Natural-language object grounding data
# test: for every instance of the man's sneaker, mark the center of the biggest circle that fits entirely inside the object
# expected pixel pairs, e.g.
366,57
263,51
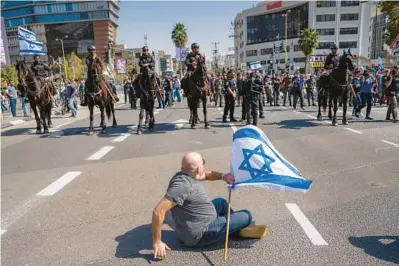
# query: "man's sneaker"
256,231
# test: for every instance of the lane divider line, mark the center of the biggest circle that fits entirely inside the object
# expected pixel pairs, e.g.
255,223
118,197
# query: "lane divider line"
100,153
353,130
121,138
391,143
306,225
58,184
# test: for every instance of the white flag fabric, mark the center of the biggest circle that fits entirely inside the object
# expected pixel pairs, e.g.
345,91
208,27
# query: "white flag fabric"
28,45
255,162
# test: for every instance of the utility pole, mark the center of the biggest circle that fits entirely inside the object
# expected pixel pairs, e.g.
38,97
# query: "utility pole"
215,54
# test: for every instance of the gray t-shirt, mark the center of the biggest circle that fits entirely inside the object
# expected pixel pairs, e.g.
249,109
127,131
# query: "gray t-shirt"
193,211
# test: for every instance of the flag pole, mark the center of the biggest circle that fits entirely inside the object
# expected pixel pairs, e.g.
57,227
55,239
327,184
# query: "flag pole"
227,228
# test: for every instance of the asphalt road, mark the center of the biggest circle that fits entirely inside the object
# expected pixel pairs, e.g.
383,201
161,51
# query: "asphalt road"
73,199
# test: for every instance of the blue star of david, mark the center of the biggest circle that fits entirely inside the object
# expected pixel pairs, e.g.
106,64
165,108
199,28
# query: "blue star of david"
256,173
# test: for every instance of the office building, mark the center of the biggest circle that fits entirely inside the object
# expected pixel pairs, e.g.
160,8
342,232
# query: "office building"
84,22
260,32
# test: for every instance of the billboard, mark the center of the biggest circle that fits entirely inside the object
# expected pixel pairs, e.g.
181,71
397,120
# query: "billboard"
4,54
120,65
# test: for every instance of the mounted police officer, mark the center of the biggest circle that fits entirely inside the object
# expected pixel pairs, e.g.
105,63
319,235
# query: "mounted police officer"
146,63
332,60
41,71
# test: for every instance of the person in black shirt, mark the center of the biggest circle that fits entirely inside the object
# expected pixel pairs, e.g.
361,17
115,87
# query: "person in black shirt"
230,96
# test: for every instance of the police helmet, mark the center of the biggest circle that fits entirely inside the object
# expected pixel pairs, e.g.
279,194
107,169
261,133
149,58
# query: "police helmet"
91,48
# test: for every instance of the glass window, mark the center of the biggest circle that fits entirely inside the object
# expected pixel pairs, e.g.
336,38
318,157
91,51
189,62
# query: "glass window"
325,45
326,31
346,31
17,12
349,3
271,27
323,18
348,17
322,3
347,45
252,53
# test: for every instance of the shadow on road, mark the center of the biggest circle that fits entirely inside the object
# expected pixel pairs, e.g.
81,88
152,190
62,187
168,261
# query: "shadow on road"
137,243
381,247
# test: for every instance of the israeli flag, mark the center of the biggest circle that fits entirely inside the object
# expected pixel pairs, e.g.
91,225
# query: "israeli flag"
28,45
255,162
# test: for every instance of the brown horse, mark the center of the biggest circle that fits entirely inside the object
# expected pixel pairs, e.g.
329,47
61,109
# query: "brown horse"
41,97
99,94
196,88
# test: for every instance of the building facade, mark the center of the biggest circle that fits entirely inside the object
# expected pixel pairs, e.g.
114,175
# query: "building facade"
84,22
260,32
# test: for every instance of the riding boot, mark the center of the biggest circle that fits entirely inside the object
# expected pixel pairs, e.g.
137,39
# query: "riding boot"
84,100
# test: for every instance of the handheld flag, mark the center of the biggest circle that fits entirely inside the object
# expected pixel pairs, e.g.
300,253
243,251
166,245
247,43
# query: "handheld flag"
28,45
255,162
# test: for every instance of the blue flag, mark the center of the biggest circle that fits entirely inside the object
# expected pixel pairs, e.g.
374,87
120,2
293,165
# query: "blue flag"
255,162
28,44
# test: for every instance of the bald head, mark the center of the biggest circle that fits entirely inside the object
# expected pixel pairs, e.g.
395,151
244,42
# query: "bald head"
190,163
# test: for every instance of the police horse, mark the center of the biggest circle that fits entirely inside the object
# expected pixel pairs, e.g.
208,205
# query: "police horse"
39,97
148,87
99,94
334,87
196,88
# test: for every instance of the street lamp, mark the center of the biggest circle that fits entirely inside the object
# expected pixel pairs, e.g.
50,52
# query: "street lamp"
63,53
286,34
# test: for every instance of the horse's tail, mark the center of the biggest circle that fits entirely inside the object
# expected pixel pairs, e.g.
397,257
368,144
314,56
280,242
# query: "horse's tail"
108,110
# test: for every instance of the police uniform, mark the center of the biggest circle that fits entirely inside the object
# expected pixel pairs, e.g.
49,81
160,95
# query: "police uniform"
229,99
253,93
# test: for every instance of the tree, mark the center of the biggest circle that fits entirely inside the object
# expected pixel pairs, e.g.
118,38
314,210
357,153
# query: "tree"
179,36
391,10
8,74
308,41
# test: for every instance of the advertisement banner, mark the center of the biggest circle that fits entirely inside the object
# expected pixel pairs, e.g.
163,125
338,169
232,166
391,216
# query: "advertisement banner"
121,65
4,55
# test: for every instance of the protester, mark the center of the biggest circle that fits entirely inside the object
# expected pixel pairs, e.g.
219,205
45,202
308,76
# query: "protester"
199,222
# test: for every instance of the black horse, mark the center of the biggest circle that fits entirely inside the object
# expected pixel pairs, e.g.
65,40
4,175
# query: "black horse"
39,95
196,88
334,87
148,87
99,94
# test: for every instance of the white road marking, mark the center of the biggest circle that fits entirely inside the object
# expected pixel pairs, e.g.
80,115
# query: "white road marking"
121,138
391,143
306,225
17,122
58,184
100,153
353,130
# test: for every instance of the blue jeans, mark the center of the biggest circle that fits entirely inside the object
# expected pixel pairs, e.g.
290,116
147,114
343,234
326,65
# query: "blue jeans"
72,106
24,105
216,230
13,107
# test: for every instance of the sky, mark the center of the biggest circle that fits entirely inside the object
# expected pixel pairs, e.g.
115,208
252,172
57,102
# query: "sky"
205,21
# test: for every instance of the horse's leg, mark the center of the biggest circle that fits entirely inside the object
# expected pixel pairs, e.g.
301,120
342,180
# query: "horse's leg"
345,98
335,102
204,101
90,104
103,123
139,127
114,124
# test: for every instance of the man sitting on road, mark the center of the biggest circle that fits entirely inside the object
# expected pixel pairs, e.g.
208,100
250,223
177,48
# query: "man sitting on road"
199,222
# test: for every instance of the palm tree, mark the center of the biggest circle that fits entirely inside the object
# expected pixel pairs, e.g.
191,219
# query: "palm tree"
179,36
308,41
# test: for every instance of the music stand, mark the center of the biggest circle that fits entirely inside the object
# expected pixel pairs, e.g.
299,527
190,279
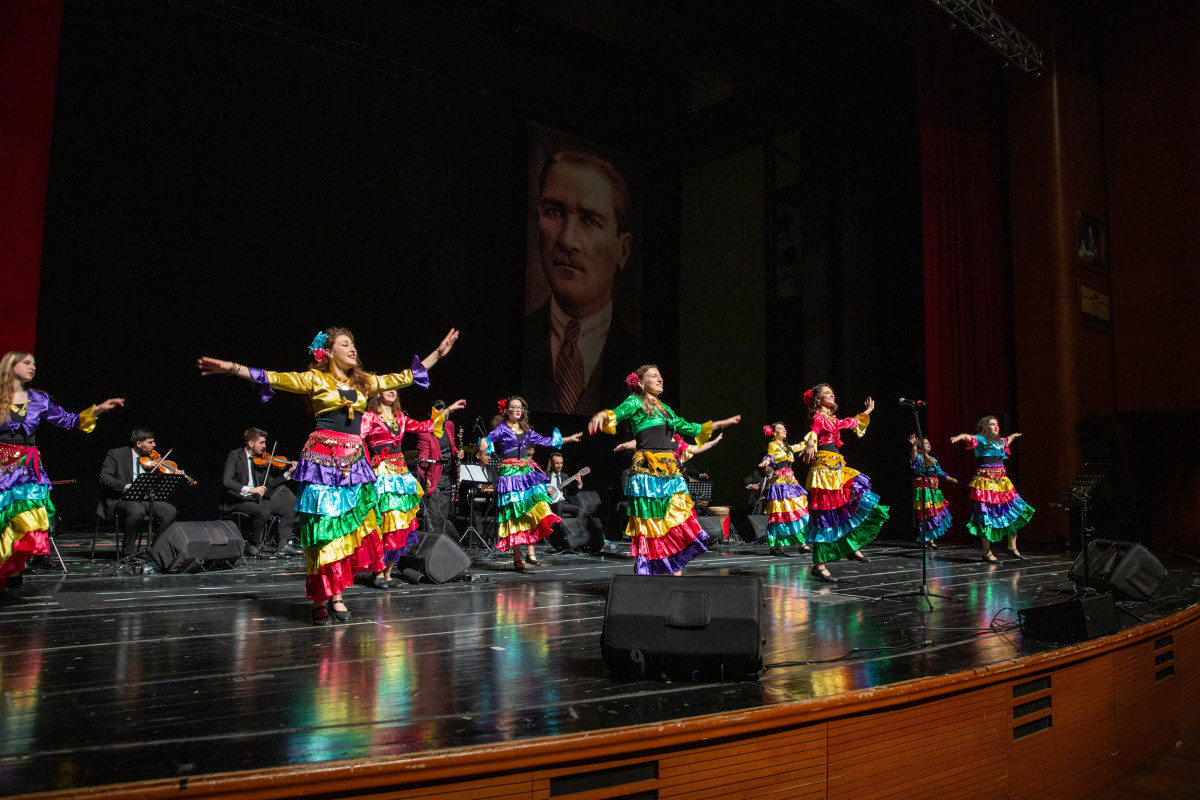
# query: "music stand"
471,477
150,487
1080,491
917,509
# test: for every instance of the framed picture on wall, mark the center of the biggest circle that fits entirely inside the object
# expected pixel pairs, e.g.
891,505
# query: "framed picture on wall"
1091,241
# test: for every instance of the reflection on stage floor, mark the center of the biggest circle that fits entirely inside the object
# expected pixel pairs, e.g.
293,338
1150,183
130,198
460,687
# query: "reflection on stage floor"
119,678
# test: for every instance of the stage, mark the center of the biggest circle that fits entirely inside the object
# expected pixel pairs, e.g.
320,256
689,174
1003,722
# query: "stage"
118,679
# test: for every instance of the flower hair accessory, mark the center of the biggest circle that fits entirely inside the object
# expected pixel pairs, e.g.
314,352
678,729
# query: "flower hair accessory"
318,347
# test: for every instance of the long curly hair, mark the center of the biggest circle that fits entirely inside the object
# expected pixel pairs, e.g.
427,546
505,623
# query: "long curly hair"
358,377
982,428
7,373
523,423
651,404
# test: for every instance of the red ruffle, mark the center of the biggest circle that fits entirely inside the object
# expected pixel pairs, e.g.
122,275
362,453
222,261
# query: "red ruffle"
35,542
334,578
675,540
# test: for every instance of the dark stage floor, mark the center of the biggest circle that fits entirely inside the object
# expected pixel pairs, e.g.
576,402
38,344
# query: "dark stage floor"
121,678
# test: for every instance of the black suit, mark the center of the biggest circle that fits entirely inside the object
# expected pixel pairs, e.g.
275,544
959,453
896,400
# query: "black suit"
238,475
621,355
114,476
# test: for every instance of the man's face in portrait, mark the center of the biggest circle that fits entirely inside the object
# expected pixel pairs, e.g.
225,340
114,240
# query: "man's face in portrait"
581,247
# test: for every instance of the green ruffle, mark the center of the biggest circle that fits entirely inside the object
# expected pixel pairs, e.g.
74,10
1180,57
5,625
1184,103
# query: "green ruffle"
649,507
856,540
317,530
996,534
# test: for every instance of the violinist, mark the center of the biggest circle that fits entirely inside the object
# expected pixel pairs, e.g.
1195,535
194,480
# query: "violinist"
121,468
247,492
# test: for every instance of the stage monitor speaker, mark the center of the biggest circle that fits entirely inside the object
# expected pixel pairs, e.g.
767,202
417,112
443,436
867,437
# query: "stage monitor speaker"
1073,620
197,546
712,527
753,528
691,627
436,555
1126,569
579,534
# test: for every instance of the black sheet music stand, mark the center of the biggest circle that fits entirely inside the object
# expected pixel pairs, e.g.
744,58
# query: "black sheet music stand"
149,487
471,477
1080,491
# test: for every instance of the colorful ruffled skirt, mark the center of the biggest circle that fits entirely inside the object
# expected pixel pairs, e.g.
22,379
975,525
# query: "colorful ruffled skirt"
336,503
661,518
525,516
930,509
25,507
400,497
999,510
844,513
787,509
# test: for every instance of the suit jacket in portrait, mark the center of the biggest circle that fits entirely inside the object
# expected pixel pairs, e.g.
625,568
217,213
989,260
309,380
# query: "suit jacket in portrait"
621,355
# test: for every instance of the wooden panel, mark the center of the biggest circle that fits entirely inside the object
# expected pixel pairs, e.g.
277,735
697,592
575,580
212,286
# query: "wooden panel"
1146,709
952,747
1074,757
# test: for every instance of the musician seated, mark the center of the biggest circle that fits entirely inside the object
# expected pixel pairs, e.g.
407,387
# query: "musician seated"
246,492
117,475
563,488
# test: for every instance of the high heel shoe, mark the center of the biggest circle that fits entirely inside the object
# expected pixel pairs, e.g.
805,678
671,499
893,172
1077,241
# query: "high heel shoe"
343,615
823,576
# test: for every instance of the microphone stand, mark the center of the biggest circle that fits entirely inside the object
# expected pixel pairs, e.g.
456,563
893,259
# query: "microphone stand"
918,506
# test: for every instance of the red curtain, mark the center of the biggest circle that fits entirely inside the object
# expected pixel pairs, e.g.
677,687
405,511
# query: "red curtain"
29,59
969,338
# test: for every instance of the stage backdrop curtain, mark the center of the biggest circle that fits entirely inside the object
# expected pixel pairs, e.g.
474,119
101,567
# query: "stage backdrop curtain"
29,59
969,337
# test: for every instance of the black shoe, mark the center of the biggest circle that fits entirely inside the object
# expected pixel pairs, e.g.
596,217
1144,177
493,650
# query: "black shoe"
822,576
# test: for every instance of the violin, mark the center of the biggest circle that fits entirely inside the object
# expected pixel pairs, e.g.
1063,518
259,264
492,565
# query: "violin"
156,463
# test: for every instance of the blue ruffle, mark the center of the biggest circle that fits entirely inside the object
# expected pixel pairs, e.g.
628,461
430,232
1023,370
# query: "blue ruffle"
327,500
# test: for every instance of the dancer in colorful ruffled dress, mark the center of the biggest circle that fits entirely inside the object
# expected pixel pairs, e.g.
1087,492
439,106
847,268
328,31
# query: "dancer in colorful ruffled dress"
25,505
525,517
384,426
661,518
844,513
337,498
999,510
787,503
929,507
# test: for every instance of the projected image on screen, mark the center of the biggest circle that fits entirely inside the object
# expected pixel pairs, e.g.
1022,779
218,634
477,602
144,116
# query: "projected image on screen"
582,325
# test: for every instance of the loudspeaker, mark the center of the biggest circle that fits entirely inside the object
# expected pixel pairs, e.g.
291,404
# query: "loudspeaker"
437,557
1073,620
580,534
712,527
1125,569
691,627
197,546
754,528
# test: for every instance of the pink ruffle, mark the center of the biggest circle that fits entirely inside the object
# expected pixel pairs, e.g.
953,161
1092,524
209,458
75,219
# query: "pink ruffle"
675,540
334,578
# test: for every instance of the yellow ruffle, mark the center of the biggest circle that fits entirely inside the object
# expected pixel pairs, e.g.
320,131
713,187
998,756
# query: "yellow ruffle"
88,419
988,485
528,521
677,513
339,548
19,525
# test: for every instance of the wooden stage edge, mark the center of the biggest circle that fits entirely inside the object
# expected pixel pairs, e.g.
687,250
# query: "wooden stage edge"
1068,723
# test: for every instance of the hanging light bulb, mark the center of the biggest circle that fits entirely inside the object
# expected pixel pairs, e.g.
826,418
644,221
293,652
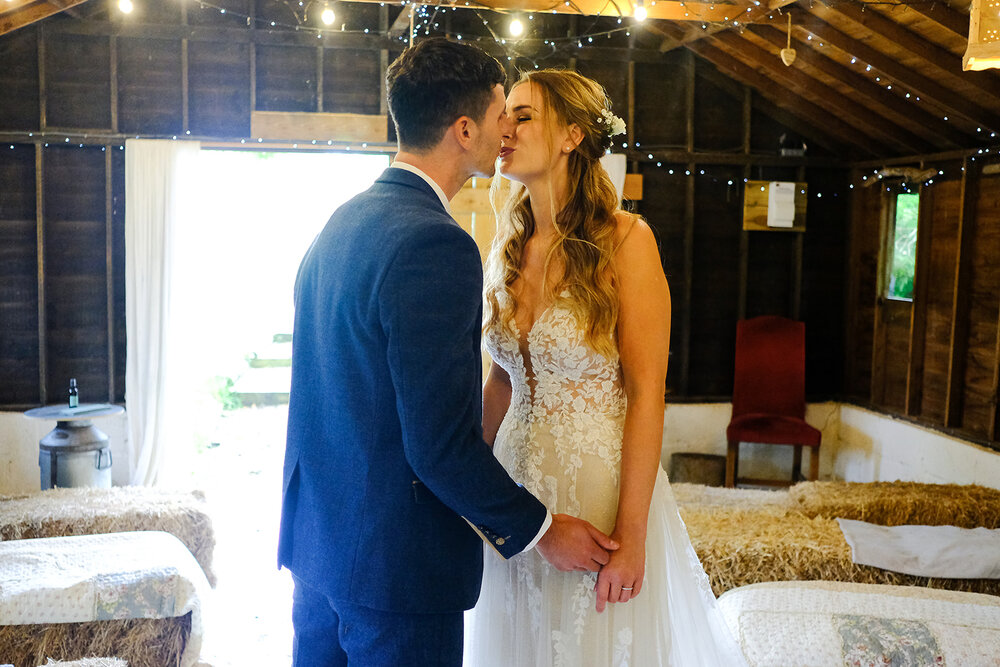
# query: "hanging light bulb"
328,17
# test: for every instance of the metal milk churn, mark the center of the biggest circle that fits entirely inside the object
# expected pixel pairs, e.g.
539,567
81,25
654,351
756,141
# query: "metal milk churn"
75,453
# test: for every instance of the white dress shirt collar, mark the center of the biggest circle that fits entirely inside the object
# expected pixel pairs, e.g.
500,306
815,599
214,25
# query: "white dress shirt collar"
396,164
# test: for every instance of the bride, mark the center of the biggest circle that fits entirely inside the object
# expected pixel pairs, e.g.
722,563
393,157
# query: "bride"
578,325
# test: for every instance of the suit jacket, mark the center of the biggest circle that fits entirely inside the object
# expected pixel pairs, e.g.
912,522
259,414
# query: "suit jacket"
385,452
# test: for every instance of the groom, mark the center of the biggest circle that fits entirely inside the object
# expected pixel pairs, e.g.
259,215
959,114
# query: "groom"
386,471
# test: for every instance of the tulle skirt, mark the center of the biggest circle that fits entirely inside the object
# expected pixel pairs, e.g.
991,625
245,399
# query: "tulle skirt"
531,615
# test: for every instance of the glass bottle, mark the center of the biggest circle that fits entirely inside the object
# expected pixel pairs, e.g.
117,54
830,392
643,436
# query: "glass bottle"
74,395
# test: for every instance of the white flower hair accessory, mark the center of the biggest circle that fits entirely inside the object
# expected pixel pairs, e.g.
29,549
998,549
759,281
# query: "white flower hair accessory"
615,124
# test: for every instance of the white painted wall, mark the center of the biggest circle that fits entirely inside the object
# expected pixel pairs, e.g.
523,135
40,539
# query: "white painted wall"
877,448
858,446
19,438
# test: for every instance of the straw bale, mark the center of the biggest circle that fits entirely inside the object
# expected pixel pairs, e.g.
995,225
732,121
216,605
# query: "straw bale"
901,503
87,662
89,511
144,642
739,547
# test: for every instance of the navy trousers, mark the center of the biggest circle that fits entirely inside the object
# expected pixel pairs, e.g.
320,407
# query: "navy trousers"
333,633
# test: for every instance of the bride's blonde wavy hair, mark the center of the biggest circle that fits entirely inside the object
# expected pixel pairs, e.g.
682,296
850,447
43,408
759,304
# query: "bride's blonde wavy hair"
585,224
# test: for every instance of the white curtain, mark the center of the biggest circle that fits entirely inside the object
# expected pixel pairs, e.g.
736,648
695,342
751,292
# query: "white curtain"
153,173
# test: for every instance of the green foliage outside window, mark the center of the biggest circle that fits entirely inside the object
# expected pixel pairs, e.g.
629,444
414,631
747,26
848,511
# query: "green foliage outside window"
904,252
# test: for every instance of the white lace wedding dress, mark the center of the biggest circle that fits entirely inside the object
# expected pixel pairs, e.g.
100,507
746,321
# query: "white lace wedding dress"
561,439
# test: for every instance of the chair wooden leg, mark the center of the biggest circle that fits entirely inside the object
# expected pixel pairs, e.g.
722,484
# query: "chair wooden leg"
813,464
732,462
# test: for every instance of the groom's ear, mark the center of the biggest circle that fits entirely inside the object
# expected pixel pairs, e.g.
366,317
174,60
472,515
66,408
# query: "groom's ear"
463,131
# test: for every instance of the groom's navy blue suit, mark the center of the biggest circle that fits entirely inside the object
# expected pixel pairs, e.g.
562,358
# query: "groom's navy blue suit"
385,452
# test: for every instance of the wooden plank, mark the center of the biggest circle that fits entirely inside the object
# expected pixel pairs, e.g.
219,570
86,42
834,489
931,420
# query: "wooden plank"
918,320
959,342
944,16
305,126
880,334
795,308
793,103
947,64
878,99
789,120
744,250
43,346
689,204
857,115
26,13
926,87
109,282
755,205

* _INSTRUCTIONS TO FOLLOW_
Print again the lines of the entries above that fall between the line holding "# test: for every instance of the mounted" and the line holding "# test: for every instance of the police helmet, mark", inclusive, exactly as they stand.

* _REPLY_
# test: for every instance of the mounted police officer, mark the center of the biggest circle that fits entirely inside the object
# expected pixel pairs, e.g.
105,63
319,235
# query: "mounted police officer"
146,63
332,60
41,71
# test: for every instance of the person in black shirt, mark the center of the biggest circle that fits entirely inside the object
# expected pixel pairs, e.g.
361,17
115,87
# query: "person in black shirt"
230,96
# test: for every instance of the police helmet, mark the center of the biggest circle that fits entirely inside the object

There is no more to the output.